EXERCISE GOAL
Each record should be written out exactly as given.

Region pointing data

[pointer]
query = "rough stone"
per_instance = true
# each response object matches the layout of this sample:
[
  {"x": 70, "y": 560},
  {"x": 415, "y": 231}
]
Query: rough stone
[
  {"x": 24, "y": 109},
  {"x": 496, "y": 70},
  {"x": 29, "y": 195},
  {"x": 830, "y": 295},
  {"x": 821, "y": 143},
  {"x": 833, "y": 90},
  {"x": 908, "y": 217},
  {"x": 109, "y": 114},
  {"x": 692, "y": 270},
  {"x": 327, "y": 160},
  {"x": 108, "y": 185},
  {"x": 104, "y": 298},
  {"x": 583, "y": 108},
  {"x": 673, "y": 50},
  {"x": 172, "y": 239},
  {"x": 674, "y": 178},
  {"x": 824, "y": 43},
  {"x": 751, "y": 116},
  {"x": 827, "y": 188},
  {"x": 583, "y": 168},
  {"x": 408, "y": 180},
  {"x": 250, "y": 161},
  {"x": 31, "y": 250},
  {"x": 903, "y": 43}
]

OUTPUT OF THE EXERCISE
[pointer]
query = "rough stone"
per_instance = true
# each response object matches the layout of this sample:
[
  {"x": 70, "y": 560},
  {"x": 415, "y": 231}
]
Query: rough stone
[
  {"x": 24, "y": 109},
  {"x": 496, "y": 70},
  {"x": 29, "y": 195},
  {"x": 830, "y": 295},
  {"x": 821, "y": 143},
  {"x": 833, "y": 90},
  {"x": 908, "y": 217},
  {"x": 109, "y": 114},
  {"x": 692, "y": 270},
  {"x": 327, "y": 160},
  {"x": 108, "y": 185},
  {"x": 104, "y": 298},
  {"x": 583, "y": 108},
  {"x": 673, "y": 50},
  {"x": 172, "y": 239},
  {"x": 674, "y": 178},
  {"x": 824, "y": 43},
  {"x": 751, "y": 116},
  {"x": 827, "y": 188},
  {"x": 583, "y": 168},
  {"x": 408, "y": 180},
  {"x": 250, "y": 161},
  {"x": 31, "y": 250},
  {"x": 903, "y": 43}
]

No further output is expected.